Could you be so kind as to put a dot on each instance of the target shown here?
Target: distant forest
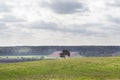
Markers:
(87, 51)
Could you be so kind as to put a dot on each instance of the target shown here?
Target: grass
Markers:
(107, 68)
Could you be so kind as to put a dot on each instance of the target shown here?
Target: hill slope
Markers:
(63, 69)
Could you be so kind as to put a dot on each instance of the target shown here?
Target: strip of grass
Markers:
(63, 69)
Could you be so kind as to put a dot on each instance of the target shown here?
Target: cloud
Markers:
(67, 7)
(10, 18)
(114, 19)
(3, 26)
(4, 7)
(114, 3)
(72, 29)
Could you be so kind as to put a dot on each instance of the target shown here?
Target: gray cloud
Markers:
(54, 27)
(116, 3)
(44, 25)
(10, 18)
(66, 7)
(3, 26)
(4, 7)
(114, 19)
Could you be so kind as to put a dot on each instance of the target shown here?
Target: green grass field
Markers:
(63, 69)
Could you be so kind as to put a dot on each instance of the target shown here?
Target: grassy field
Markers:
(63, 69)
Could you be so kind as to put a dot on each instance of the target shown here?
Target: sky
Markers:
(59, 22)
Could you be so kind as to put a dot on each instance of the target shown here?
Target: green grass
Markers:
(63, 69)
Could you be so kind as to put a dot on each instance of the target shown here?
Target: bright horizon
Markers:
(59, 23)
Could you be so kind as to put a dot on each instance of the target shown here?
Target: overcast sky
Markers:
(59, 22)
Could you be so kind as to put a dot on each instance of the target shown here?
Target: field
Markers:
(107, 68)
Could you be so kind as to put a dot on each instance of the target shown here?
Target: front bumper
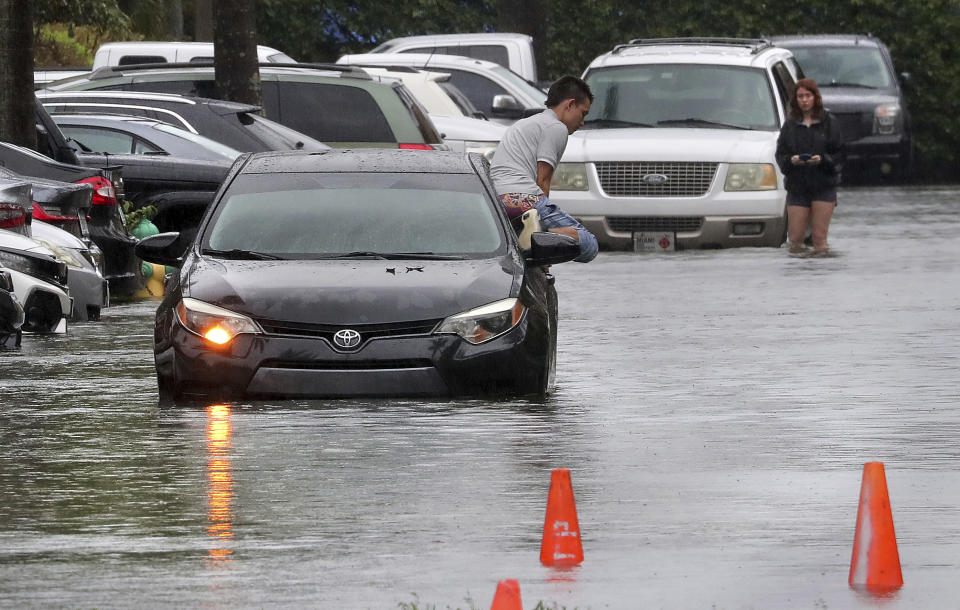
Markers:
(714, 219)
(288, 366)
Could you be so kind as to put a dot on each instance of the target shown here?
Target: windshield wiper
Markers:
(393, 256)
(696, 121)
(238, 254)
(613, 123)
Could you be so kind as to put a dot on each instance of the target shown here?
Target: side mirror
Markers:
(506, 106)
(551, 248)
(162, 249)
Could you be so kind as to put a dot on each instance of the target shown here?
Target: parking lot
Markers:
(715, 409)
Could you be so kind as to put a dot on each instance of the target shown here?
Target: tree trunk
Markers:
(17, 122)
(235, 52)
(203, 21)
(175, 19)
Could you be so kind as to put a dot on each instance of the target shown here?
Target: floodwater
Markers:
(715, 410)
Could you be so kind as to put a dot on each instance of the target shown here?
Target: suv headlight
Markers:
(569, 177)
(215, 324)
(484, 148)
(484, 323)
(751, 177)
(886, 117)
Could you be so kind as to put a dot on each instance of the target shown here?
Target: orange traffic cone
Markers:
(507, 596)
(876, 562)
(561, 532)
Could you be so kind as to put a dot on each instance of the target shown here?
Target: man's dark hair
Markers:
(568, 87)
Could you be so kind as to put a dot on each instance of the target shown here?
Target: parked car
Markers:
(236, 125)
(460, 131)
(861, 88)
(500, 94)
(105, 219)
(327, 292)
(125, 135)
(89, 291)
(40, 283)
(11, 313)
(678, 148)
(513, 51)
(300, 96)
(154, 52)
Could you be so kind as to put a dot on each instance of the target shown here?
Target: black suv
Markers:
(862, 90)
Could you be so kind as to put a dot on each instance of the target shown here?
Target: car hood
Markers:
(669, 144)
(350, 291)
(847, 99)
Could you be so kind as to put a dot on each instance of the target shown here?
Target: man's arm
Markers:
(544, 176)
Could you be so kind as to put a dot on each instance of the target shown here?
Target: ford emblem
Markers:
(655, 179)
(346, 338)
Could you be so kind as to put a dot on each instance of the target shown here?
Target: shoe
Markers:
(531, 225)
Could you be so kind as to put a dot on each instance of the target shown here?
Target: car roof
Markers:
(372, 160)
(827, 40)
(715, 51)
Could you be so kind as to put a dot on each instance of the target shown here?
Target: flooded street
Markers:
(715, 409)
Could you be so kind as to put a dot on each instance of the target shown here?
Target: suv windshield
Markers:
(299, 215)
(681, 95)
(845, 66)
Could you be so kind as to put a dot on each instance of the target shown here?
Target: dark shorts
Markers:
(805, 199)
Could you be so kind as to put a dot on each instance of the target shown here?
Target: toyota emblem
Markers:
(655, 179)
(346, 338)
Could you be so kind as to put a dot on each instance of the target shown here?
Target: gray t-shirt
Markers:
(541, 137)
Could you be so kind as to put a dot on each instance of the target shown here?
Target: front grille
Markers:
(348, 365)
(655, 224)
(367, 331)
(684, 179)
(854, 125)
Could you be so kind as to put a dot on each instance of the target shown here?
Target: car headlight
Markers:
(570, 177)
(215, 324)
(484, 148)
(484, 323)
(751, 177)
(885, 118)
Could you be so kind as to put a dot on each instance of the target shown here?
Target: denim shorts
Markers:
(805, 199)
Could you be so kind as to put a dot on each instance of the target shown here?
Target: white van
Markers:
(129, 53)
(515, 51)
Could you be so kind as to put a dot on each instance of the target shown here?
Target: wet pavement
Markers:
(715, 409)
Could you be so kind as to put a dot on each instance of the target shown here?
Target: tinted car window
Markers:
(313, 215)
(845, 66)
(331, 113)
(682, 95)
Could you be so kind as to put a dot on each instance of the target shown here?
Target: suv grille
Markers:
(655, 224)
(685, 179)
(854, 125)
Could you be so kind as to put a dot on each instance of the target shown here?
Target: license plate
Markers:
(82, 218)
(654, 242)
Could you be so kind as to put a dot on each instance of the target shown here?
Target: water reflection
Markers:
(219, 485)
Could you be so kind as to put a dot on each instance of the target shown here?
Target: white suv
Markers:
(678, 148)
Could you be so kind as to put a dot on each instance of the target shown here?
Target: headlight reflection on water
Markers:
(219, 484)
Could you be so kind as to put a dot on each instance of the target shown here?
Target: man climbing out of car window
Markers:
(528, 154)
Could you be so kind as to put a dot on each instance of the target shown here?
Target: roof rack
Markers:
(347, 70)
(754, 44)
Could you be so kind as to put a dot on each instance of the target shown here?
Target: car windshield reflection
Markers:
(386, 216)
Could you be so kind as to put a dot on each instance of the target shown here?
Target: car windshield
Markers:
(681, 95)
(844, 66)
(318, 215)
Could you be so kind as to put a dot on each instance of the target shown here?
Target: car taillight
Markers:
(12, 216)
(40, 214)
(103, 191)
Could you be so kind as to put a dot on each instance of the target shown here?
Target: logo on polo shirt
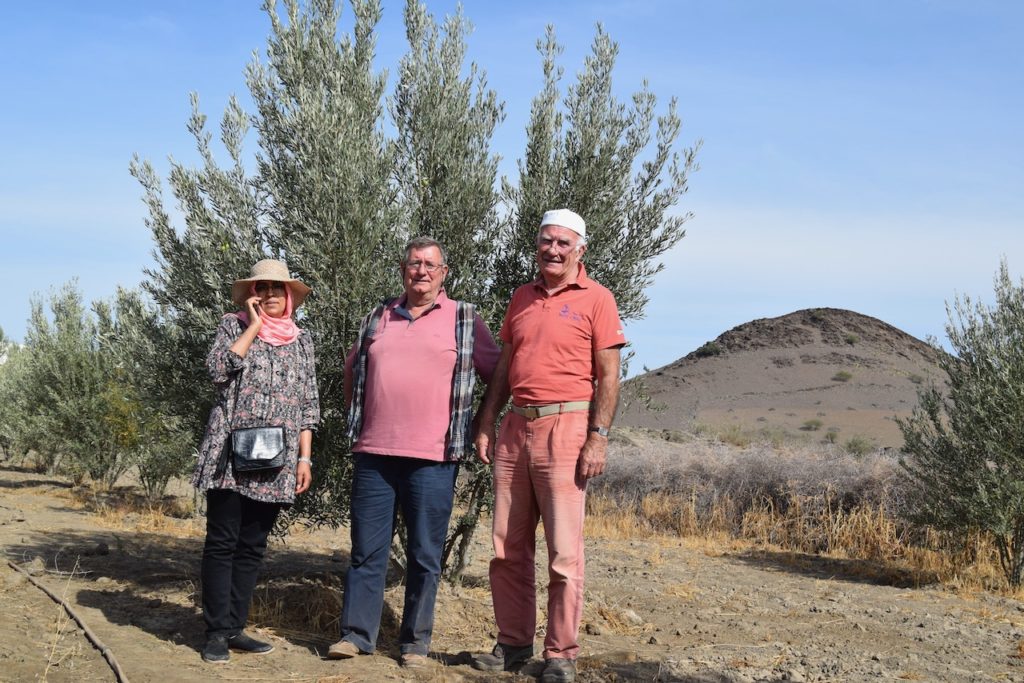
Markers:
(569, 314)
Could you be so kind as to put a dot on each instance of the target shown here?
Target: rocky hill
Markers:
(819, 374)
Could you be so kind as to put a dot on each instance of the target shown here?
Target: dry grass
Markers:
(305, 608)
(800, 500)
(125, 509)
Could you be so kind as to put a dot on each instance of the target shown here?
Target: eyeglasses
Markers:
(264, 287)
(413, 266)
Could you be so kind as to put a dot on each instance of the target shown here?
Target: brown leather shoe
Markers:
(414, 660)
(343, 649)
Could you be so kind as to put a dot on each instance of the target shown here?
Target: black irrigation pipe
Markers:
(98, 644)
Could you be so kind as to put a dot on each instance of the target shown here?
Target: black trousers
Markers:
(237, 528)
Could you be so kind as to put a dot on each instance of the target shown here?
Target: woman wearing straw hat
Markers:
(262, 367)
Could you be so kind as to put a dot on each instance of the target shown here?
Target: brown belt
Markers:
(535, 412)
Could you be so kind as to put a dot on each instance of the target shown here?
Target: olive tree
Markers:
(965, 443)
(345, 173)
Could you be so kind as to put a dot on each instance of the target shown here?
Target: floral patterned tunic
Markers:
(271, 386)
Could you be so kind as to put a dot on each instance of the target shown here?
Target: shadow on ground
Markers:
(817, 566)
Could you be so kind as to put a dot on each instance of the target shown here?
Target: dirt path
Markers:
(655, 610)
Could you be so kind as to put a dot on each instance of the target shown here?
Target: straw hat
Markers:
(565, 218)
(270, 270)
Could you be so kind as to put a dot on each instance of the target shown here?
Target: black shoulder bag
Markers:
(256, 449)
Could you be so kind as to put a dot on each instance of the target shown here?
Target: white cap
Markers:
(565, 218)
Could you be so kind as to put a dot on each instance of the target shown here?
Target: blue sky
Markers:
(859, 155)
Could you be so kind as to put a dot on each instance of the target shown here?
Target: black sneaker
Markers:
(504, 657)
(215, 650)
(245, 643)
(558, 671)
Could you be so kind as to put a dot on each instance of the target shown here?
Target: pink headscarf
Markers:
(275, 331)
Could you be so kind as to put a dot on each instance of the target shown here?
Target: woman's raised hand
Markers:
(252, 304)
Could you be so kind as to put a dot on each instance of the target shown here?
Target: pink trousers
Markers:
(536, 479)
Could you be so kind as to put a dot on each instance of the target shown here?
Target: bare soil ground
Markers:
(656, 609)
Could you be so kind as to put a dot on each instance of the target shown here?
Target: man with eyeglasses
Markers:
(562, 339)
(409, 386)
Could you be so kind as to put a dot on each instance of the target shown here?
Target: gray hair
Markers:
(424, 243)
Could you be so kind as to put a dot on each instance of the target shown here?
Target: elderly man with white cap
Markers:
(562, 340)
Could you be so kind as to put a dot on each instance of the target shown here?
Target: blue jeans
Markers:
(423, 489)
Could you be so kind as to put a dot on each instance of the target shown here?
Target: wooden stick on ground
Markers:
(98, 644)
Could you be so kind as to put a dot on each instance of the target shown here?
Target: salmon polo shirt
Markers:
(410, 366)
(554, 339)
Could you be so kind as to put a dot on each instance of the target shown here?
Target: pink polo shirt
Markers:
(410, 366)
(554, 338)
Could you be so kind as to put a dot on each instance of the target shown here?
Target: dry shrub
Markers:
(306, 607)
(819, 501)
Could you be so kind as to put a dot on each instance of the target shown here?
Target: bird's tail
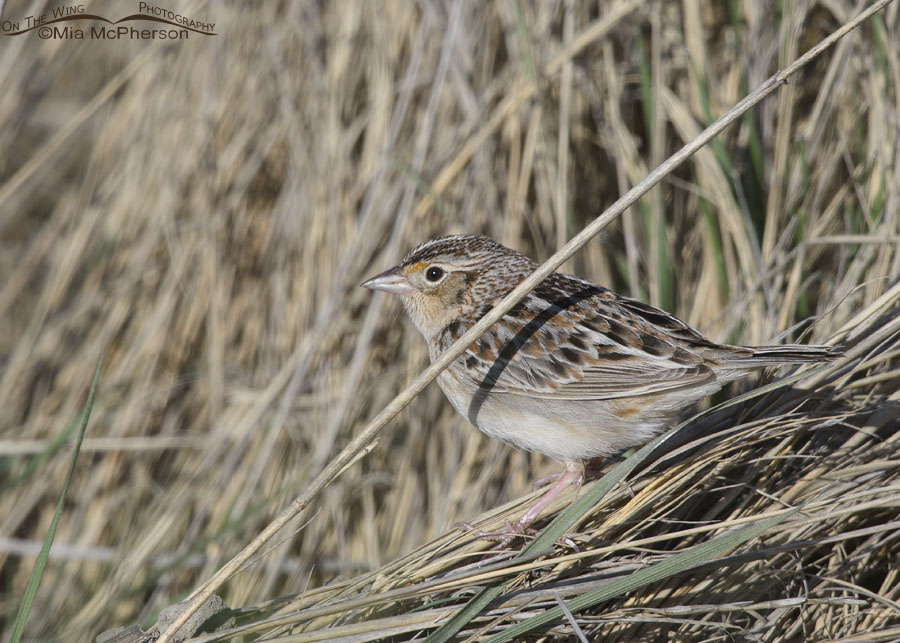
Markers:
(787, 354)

● **Task instructions**:
Using the entries, return every line where the word "polo" can be found.

● **Worked solution**:
Target: logo on polo shirt
Target: salmon polo shirt
Target: pink polo shirt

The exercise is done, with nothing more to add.